DIRECTIONS FOR THIS TASK »
Using the data below, please return every line exactly as given.

(SUPPLIED DATA)

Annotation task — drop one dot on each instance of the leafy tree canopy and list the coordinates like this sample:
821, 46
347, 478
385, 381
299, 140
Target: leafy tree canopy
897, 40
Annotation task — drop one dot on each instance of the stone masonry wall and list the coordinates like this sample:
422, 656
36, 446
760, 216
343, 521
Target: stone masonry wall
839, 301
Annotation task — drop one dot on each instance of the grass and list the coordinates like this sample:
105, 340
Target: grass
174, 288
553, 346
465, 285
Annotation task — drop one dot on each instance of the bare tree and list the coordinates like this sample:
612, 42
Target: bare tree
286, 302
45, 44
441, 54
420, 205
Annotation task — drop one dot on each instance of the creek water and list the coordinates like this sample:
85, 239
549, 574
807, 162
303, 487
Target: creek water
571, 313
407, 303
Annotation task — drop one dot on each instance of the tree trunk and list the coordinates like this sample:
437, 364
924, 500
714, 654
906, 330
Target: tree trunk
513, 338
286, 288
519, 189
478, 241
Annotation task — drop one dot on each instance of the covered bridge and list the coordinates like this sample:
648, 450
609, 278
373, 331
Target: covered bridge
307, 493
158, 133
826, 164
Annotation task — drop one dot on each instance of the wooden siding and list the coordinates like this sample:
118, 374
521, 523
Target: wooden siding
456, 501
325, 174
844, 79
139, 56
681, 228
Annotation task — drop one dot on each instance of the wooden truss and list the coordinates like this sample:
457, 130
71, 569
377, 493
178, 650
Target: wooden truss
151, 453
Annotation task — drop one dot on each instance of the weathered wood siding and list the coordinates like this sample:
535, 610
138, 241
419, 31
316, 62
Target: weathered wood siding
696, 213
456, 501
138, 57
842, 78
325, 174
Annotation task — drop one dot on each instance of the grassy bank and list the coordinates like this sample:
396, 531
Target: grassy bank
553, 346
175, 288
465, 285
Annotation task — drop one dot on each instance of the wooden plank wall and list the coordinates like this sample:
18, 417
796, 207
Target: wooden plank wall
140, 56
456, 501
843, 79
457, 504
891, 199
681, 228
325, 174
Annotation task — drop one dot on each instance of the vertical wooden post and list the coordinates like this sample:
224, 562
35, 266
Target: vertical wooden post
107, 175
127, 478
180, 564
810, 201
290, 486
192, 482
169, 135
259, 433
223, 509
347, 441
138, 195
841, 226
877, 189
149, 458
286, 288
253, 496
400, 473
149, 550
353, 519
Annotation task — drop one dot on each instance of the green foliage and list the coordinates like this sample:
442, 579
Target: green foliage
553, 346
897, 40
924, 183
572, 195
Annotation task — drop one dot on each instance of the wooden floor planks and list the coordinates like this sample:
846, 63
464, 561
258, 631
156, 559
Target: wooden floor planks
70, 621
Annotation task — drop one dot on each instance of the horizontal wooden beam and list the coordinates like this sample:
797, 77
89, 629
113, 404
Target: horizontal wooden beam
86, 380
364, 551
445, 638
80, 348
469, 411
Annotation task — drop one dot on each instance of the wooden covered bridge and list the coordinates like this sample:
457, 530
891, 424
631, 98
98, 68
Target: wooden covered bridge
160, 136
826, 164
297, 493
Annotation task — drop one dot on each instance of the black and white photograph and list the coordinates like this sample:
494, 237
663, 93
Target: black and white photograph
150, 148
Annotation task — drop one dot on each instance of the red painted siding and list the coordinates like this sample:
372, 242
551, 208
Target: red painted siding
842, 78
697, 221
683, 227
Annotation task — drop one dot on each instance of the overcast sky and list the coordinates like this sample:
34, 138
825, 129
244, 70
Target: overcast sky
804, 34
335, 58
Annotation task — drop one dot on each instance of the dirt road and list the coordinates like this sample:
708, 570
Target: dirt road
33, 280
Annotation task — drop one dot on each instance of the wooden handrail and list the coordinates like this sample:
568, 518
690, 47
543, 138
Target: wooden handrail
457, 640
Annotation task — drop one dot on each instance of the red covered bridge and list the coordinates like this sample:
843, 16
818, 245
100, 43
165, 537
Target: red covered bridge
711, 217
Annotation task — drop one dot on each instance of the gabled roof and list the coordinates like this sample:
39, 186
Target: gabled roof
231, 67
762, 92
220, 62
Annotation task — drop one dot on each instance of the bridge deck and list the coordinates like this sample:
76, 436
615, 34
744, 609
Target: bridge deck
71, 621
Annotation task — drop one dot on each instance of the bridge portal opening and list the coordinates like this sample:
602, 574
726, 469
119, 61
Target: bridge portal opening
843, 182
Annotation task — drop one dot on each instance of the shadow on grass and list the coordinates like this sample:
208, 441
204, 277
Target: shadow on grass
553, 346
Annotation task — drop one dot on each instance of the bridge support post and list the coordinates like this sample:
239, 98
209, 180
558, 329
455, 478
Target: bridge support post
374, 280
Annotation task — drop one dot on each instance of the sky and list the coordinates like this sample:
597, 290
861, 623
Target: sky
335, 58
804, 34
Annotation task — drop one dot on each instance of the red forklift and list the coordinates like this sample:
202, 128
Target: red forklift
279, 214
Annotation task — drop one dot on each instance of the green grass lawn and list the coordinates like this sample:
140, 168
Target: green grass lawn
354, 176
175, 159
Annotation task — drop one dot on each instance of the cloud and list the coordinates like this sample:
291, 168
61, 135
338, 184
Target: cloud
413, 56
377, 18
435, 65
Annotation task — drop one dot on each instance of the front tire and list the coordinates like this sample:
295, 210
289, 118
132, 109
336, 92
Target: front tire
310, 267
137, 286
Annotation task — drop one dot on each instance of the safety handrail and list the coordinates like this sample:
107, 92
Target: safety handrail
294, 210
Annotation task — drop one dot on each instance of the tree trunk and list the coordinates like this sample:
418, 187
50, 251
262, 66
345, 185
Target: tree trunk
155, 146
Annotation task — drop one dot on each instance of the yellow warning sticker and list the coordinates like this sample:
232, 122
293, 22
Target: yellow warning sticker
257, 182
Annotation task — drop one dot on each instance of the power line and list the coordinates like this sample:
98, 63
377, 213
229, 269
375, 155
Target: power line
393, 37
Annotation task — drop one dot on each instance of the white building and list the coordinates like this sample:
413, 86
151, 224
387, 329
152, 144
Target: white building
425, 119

(End SUPPLIED DATA)

TASK OUTPUT »
Annotation task — drop one dot on each instance of the leafy tree canopy and list the coordinates like this sample:
821, 46
347, 478
385, 381
299, 140
Target: leafy tree canopy
897, 40
Annotation task — drop one dot on each instance of the stone masonry wall and list the coordinates like this sample:
422, 656
36, 446
760, 216
343, 521
Target: stone masonry wall
839, 301
Annotation task — drop one dot on each instance of the grass and list the coordinates like this sample:
105, 340
Target: grass
174, 288
553, 346
465, 285
Annotation task — drop one dot on each instance of the bare tree and list the coordinates like this sample:
612, 42
Target: bare tree
286, 302
45, 44
441, 54
420, 205
Annotation task — drop one dot on each instance of the creek water and list the coordinates like this sample:
85, 239
549, 574
807, 162
303, 487
Target: creek water
571, 313
407, 303
Annotation task — drop one dot on each instance of the tree trunk and list the coordinates like this sample:
437, 364
924, 500
714, 654
906, 330
Target: tree trunk
513, 338
286, 288
519, 189
478, 241
Annotation task — drop one dot on each instance of the covered bridge and list the coordinates like this sample:
648, 450
609, 278
373, 331
Target: covered bridge
307, 493
158, 133
826, 164
Annotation task — drop one dot on each instance of the wooden siding and list the coordinates like this sample:
118, 374
521, 523
Target: wooden siding
456, 501
325, 174
844, 79
139, 56
681, 228
Annotation task — drop one dot on each instance of the wooden truss and list the coordinates like this sample:
457, 130
71, 569
377, 493
178, 650
Target: wooden truss
151, 453
Annotation task — drop one dot on each instance of the weathered wood siding and list the coordinates like this sample:
535, 610
138, 241
419, 31
316, 62
Target: weathered wood siding
696, 213
456, 501
138, 57
842, 78
325, 174
Annotation task — drop one dot on each instance of the grassy bank and list the coordinates like this sample:
396, 531
Target: grassy bank
553, 346
175, 288
465, 285
Annotation task — drop one dot on each instance of the wooden plank wall and list the coordinates like this sample:
18, 417
796, 207
Target: wooden plank wall
140, 56
456, 501
843, 79
457, 504
891, 199
681, 228
325, 174
Annotation task — drop one dot on each instance of the vertical wooden post and list the coordinates like this sample:
224, 562
35, 266
Target: vertical wooden post
107, 175
127, 478
180, 564
810, 201
290, 486
192, 482
169, 135
259, 433
223, 509
347, 441
138, 195
841, 226
877, 189
149, 458
286, 288
253, 496
400, 473
149, 550
353, 519
Annotation task — drop one dot on each instance of the green foliage and list the coordinates like this sample:
442, 579
Target: green foliage
553, 346
897, 40
924, 183
572, 195
Annotation task — drop one dot on each instance of the wooden floor planks and list the coordinates like this sample:
846, 63
464, 561
258, 631
156, 559
Target: wooden floor planks
70, 621
Annotation task — drop one dot on each instance of the horizontal wooden beam and list the coordinates like this sample:
797, 77
89, 629
113, 404
Target: horizontal wooden beam
86, 380
364, 551
445, 638
80, 348
469, 411
Annotation task — drop one dot on each instance of the wooden covered bridge and list the coordinates like this sample:
457, 530
891, 424
631, 98
98, 68
Target: wooden covered bridge
160, 136
826, 164
297, 493
Annotation task — drop one dot on each instance of the black and white photograph and list the coordinates like this sample:
494, 237
663, 93
Target: black and white photograph
150, 148
Annotation task — drop one dot on each instance of the red painted siding and list the coordinates like this sample:
372, 242
551, 208
Target: red painted siding
842, 78
697, 221
683, 227
Annotation task — drop one dot on each instance of the overcast sky and list the coordinates like this sample:
34, 138
825, 129
244, 70
Target: overcast sky
804, 34
335, 58
Annotation task — drop one dot on each instance of the dirt road and list the coordinates like this sample:
708, 570
Target: dirt road
33, 280
Annotation task — drop one dot on each instance of the wooden handrail and list the coordinates like this sample:
568, 518
690, 47
543, 138
Target: wooden handrail
457, 640
Annotation task — drop one dot on each instance of the red covered bridge and list the coordinates like this sample:
843, 16
818, 245
100, 43
165, 537
Target: red covered bridge
711, 217
Annotation task — drop one dot on each instance of the gabled roof and list the coordinates like this sample:
39, 186
Target: gabled roof
231, 67
762, 92
220, 62
Annotation task — drop one dot on each instance of the bridge deck and list the coordinates like this sample:
76, 436
615, 34
744, 609
Target: bridge deck
71, 621
Annotation task — drop one dot on each instance of the bridge portal opening and list the coordinates like this sample:
602, 574
726, 469
119, 61
Target: bridge portal opening
843, 182
Annotation task — drop one dot on each instance of the shadow on grass and list the coordinates like this sample:
208, 441
204, 277
Target: shadow on grass
553, 346
Annotation task — drop one dot on each instance of the bridge support post and list the coordinates like this sample:
239, 98
209, 180
558, 329
455, 478
Target: bridge support post
374, 280
Annotation task — drop one dot on each instance of the sky and list the coordinates like this sample:
597, 290
861, 623
Target: sky
335, 58
804, 34
Annotation task — drop one dot on each instance of the red forklift and list the coordinates like this sample:
202, 128
Target: red forklift
279, 214
Annotation task — drop one dot on each instance of the green grass lawn and list the coordinates like this sample:
140, 168
Target: green grass lawn
354, 176
175, 159
Annotation task — drop one dot on each instance of the cloud and list the coordinates like this sample:
291, 168
61, 135
338, 184
Target: cloud
413, 56
377, 18
435, 65
Annotation task — drop one dot on each instance of the front tire and list the coordinates like this sample:
295, 210
289, 118
132, 109
336, 92
Target: front tire
310, 267
137, 286
Annotation task — drop one dot on each instance of the safety handrail and list the coordinates like this sample:
107, 92
Target: safety handrail
294, 210
Annotation task — drop one dot on each instance of the tree trunk and list the coordinates like this sample:
418, 187
50, 251
262, 66
345, 185
Target: tree trunk
155, 146
Annotation task — drop one dot on each instance of the yellow warning sticker and list the coordinates like this sample:
232, 122
293, 22
Target: yellow warning sticker
257, 182
Annotation task — drop one dot on each instance of the power line and list the coordinates like this sample:
98, 63
377, 213
229, 269
375, 155
Target: power line
393, 37
Annotation task — drop one dot on each instance of the white building and list the coordinates like this sample:
413, 86
151, 224
387, 329
152, 144
Target: white building
425, 119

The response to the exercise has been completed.